=== Brief ===
Write out every line of the material below without changing a word, and leave the pictures out.

Entries for pointing at named objects:
--------

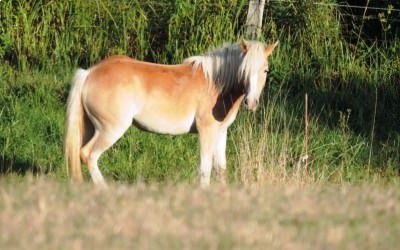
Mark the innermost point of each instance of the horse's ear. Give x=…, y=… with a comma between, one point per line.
x=270, y=47
x=244, y=45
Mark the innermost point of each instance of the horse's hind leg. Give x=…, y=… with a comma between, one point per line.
x=100, y=142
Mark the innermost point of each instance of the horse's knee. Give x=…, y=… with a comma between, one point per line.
x=84, y=156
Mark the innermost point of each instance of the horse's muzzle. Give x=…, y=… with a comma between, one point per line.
x=251, y=104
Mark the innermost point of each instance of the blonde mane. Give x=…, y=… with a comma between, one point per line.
x=228, y=67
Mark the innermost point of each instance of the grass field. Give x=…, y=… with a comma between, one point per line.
x=43, y=214
x=348, y=199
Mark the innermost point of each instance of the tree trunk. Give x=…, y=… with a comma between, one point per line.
x=254, y=19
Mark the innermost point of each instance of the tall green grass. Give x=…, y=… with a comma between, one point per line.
x=353, y=91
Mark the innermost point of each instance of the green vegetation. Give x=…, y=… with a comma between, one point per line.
x=354, y=101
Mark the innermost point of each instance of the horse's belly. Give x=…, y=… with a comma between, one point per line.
x=164, y=124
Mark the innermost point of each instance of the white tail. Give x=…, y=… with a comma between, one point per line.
x=74, y=126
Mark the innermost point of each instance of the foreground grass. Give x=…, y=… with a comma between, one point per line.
x=43, y=214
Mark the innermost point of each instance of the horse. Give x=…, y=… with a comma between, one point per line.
x=201, y=95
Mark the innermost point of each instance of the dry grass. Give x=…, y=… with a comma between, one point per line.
x=42, y=214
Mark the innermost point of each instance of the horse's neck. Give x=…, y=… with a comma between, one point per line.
x=227, y=103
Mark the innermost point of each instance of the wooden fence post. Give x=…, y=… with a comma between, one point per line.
x=254, y=19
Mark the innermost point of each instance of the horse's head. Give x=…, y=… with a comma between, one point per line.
x=255, y=64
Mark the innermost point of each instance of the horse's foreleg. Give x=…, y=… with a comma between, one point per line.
x=207, y=145
x=219, y=154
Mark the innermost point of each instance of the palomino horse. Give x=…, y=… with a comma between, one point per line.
x=202, y=95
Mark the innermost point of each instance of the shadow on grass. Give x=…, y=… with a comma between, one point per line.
x=18, y=167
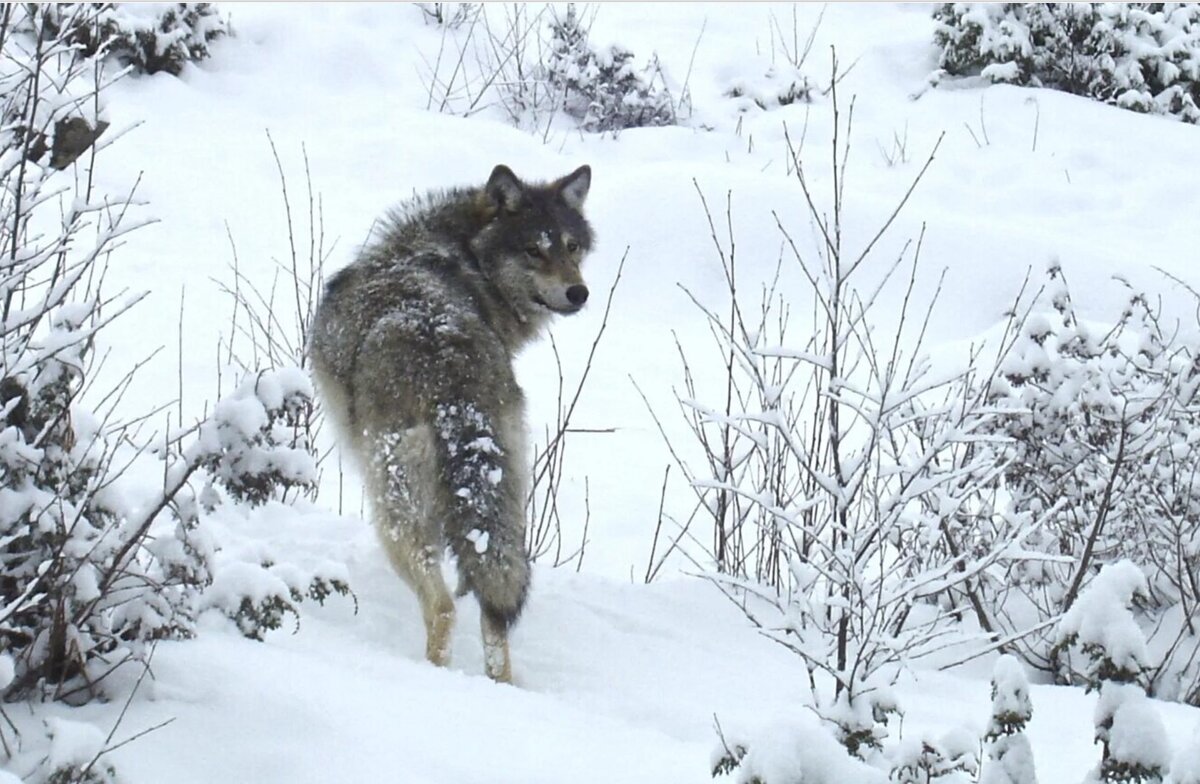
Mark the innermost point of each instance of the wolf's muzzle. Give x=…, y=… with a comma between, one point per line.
x=577, y=294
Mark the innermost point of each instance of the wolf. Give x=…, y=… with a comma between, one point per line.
x=412, y=348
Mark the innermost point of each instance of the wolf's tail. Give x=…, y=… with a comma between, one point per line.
x=486, y=518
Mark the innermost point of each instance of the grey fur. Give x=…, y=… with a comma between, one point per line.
x=412, y=349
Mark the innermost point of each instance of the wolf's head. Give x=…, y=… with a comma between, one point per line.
x=534, y=239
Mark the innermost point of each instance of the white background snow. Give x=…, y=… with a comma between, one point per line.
x=617, y=681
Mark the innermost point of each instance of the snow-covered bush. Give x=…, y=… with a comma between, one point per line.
x=1009, y=755
x=1102, y=628
x=779, y=85
x=952, y=759
x=255, y=444
x=1103, y=417
x=1138, y=55
x=148, y=37
x=603, y=88
x=838, y=473
x=450, y=15
x=94, y=569
x=791, y=752
x=537, y=64
x=1135, y=747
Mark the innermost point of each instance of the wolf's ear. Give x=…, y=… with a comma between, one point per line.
x=574, y=187
x=504, y=189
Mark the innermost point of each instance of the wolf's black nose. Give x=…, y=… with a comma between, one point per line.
x=577, y=295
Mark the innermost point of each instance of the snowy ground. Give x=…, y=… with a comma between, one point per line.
x=617, y=681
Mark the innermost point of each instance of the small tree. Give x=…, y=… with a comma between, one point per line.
x=1011, y=758
x=1137, y=748
x=1138, y=55
x=953, y=759
x=601, y=88
x=869, y=458
x=1102, y=630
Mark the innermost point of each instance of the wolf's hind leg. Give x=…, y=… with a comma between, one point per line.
x=497, y=662
x=421, y=569
x=409, y=533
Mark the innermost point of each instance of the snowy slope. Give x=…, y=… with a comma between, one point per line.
x=617, y=681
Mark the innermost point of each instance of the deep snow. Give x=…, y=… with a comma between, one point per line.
x=617, y=681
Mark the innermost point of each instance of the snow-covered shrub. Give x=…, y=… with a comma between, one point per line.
x=149, y=37
x=255, y=444
x=450, y=15
x=84, y=585
x=1009, y=755
x=94, y=569
x=1138, y=55
x=1135, y=747
x=75, y=754
x=780, y=85
x=603, y=88
x=796, y=752
x=1103, y=417
x=1102, y=628
x=257, y=597
x=838, y=472
x=535, y=70
x=952, y=759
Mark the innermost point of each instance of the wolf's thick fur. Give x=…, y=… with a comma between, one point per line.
x=412, y=351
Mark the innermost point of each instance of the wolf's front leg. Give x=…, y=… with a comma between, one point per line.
x=483, y=453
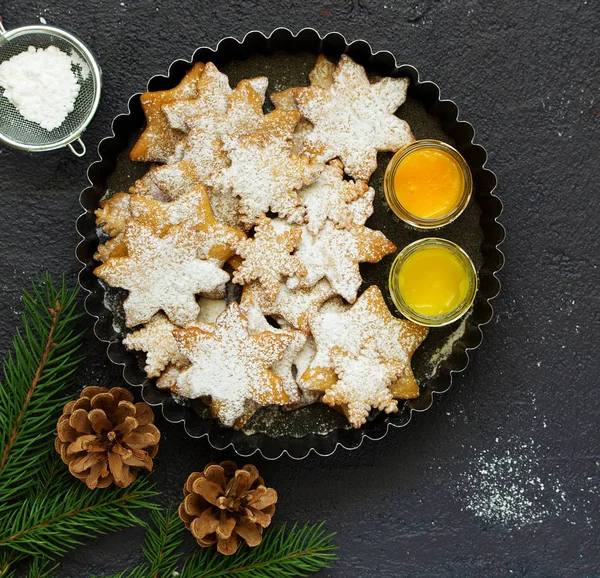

--------

=== Reply ===
Mark the innermost point of each instance of the horse's ear. Give x=…, y=… with a comma between, one point per line.
x=270, y=47
x=244, y=45
Mark the innermost point of each instance of the horse's hind leg. Give x=…, y=… with a comma between, one point per line.
x=100, y=142
Mark the innermost point of each instance of the horse's knee. Give x=…, y=… with a comma between, one point per line.
x=84, y=156
Mark the innermost point of each instance of the horse's muzzle. Give x=…, y=… with a comma between, one point per line.
x=251, y=104
Mark the innermost point of each instance of the blonde mane. Give x=…, y=… with a comma between, one point per line.
x=228, y=67
Mark the innermost point of each instance of the grass field. Give x=…, y=… with a comma between, one point per line.
x=43, y=214
x=348, y=199
Mark the innermost point of each instance of the tree trunk. Give x=…, y=… with a comma between, one point per line.
x=254, y=19
Mark the innermost point of each instance of the tall green grass. Give x=…, y=… with a comma between, one point per line.
x=353, y=91
Mark the innermost point of each instance of the green vegetation. Give x=…, y=… with a comma between, one point per line.
x=354, y=101
Mark the innermost point of each instance of the horse's belly. Give x=…, y=… with a comma between, one point per line.
x=164, y=124
Mark the innermost point of each instance of the white tail. Give x=…, y=… with a comma between, one point per line.
x=74, y=126
Mark the innermost point of each instance of the foreground grass. Give x=…, y=… with a comma between, one point per line.
x=43, y=214
Mark the innermost point of each instance of the horse. Give x=…, y=… with a comma between, one point per line.
x=201, y=95
Mark the innermost point of each instance of the dry grass. Give x=…, y=… with a comma between, one point per line.
x=42, y=214
Mark the innermost point of each instance of the horse's neck. Give x=…, y=… with a comma between, one point per line.
x=227, y=103
Mark the innermost point of each instance of the wooden fence post. Give x=…, y=… with a comma between, one point per line.
x=254, y=19
Mark the innermost point of each instance of the horse's head. Give x=…, y=… with a comma between, one point per line.
x=255, y=64
Mark the innermost point of each instance of the horse's foreleg. Give x=…, y=… with a comma between, one point per line.
x=207, y=145
x=219, y=154
Mark the innermost point of each instance of the palomino horse. Give x=…, y=… with a comma between, one point per line.
x=202, y=95
Mark the innermost point of each instance of the shadow on grass. Give x=…, y=… with a comma between, one point per line.
x=18, y=167
Mark the innermost point of each instance of the wolf's muzzle. Give x=…, y=… with a comma between, one point per line.
x=577, y=294
Mark the innermost point of each instance of the wolf. Give x=…, y=… with a comma between, one point per line.
x=412, y=348
Mark the innermost point of each instance of the wolf's tail. Give x=…, y=… with a comma between, one point per line.
x=486, y=518
Mark the innermost point of each instance of the grey fur. Give x=…, y=… with a comma between, one point per line.
x=412, y=349
Mark the innermost point of each instance of the wolf's head. Give x=…, y=… with a comma between, one point per line.
x=534, y=239
Mark the innermost point of each instance of the white background snow. Give x=…, y=… with a comma between, one point per line.
x=617, y=681
Mark the innermost point of each instance of the snow-covered bush. Give x=…, y=… with a comma between, one point per line.
x=1009, y=755
x=1102, y=628
x=779, y=85
x=952, y=759
x=255, y=444
x=1103, y=417
x=1138, y=55
x=148, y=37
x=603, y=88
x=838, y=473
x=450, y=15
x=94, y=569
x=791, y=752
x=537, y=64
x=1135, y=747
Mark the innermost point of each instance of the wolf's ear. Give x=…, y=… with a comma between, one point per line.
x=574, y=187
x=504, y=189
Mark the innermost point of each instance of the wolf's black nose. Give x=…, y=… with a comma between, one point per line.
x=577, y=295
Mark the innermost point of each instance of the snowy ground. Give x=…, y=… with a comma between, one point per line.
x=617, y=681
Mark the innermost point of each instance of the small tree. Give x=…, y=… with a comma between, one point per line.
x=1011, y=758
x=1137, y=748
x=1138, y=55
x=953, y=759
x=601, y=88
x=869, y=458
x=1102, y=630
Mark the innermost point of each instance of the wolf's hind leg. Give x=…, y=… with a comma between, one point per line.
x=497, y=662
x=421, y=569
x=409, y=533
Mark the innermost point of each instance of the snowy slope. Give x=…, y=… with a comma between, one point per line.
x=617, y=681
Mark the innermost point of each instance of the deep snow. Give x=…, y=… with a comma between, one point per line.
x=617, y=681
Mark the innermost point of each instance of the snow-covered shrub. Give x=…, y=… with a comma between, one point per line.
x=149, y=37
x=255, y=444
x=450, y=15
x=84, y=585
x=1009, y=755
x=94, y=569
x=1138, y=55
x=1135, y=747
x=75, y=754
x=780, y=85
x=603, y=88
x=796, y=752
x=1103, y=417
x=1102, y=628
x=257, y=597
x=838, y=472
x=535, y=70
x=952, y=759
Mark the innermost point of each instance of the wolf's thick fur. Give x=…, y=… with a comma between, one point per line.
x=412, y=351
Mark the innermost point of each instance of the wolf's front leg. Give x=…, y=… with a comma between, one point per line.
x=483, y=453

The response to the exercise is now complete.